*** Selected excerpt
Classifying early and late mild cognitive impairment stages of Alzheimer’s disease by fusing default mode networks extracted with multiple seeds

BACKGROUND: The default mode network (DMN) in resting state has been increasingly used in disease diagnosis since it was found in 2001. Prior work has mainly focused on extracting a single DMN with various techniques. However, by using seeding-based analysis with more than one desirable seed, we can obtain multiple DMNs, which are likely to have complementary information, and thus are more promising for disease diagnosis. In the study, we used 18 early mild cognitive impairment (EMCI) participants and 18 late mild cognitive impairment (LMCI) participants of Alzheimer’s disease (AD). First, we used seeding-based analysis with four seeds to extract four DMNs for each subject. Then, we conducted fusion analysis for all different combinations of the four DMNs. Finally, we carried out nonlinear support vector machine classification based on the mixing coefficients from the fusion analysis. RESULTS: We found that (1) the four DMNs corresponding to the four different seeds indeed capture different functional regions of each subject; (2) Maps of the four DMNs in the most different joint source from fusion analysis are centered at the regions of the corresponding seeds; (3) Classification results reveal the effectiveness of using multiple seeds to extract DMNs. When using a single seed, the regions of posterior cingulate cortex (PCC) extractions of EMCI and LMCI show the largest difference. For multiple-seed cases, the regions of PCC extraction and right lateral parietal cortex (RLP) extraction provide complementary information for each other in fusion, which improves the classification accuracy. Furthermore, the regions of left lateral parietal cortex (LLP) extraction and RLP extraction also have complementary effect in fusion. In summary, AD diagnosis can be improved by exploiting complementary information of DMNs extracted with multiple seeds. CONCLUSIONS: In this study, we applied fusion analysis to the DMNs extracted by using different seeds for exploiting the complementary information hidden among the separately extracted DMNs, and the results supported our expectation that using the complementary information can improve classification accuracy.
******
_Task directions:_
How would you put this sentence from the abstract above into Spanish: "Prior work has mainly focused on extracting a single DMN with various techniques."?
*** Provided data
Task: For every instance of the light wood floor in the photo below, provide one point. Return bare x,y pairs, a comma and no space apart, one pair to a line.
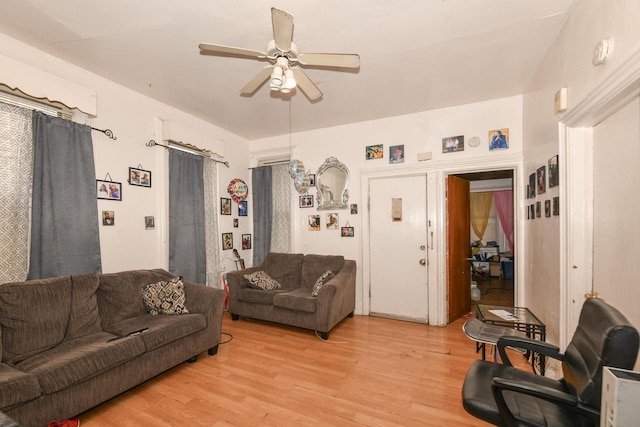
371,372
******
*** Provided data
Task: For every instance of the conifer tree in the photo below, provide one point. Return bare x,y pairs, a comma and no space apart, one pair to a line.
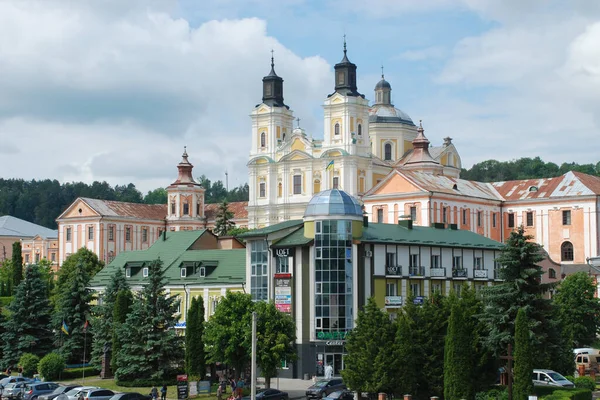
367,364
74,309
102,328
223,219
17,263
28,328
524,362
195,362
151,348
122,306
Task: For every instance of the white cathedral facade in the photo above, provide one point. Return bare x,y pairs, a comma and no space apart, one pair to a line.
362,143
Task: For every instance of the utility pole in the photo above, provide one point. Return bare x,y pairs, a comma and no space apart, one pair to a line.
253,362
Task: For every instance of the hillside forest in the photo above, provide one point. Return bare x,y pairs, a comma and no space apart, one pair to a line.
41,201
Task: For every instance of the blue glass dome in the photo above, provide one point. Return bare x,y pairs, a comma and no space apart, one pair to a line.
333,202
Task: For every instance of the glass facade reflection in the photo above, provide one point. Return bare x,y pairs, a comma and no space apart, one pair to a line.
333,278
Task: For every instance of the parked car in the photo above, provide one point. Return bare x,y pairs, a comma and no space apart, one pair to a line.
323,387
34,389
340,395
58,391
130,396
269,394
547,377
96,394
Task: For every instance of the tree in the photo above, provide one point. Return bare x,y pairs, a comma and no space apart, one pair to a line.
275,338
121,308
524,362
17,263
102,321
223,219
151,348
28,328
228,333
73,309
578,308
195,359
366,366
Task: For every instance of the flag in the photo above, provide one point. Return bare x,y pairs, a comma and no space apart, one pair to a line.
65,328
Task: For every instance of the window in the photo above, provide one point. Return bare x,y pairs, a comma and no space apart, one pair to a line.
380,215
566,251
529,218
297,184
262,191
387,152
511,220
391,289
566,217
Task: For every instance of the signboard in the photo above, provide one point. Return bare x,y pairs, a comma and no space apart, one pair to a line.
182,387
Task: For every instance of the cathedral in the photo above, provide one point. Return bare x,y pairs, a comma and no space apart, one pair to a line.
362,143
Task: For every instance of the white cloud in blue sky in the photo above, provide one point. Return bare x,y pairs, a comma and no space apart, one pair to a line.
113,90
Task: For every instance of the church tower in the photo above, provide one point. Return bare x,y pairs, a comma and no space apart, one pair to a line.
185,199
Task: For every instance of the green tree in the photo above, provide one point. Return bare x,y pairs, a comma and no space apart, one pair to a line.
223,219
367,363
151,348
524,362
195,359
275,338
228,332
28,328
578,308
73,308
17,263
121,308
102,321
******
_Task answer:_
El trabajo previo se ha centrado principalmente en extraer una única DMN con diversas técnicas.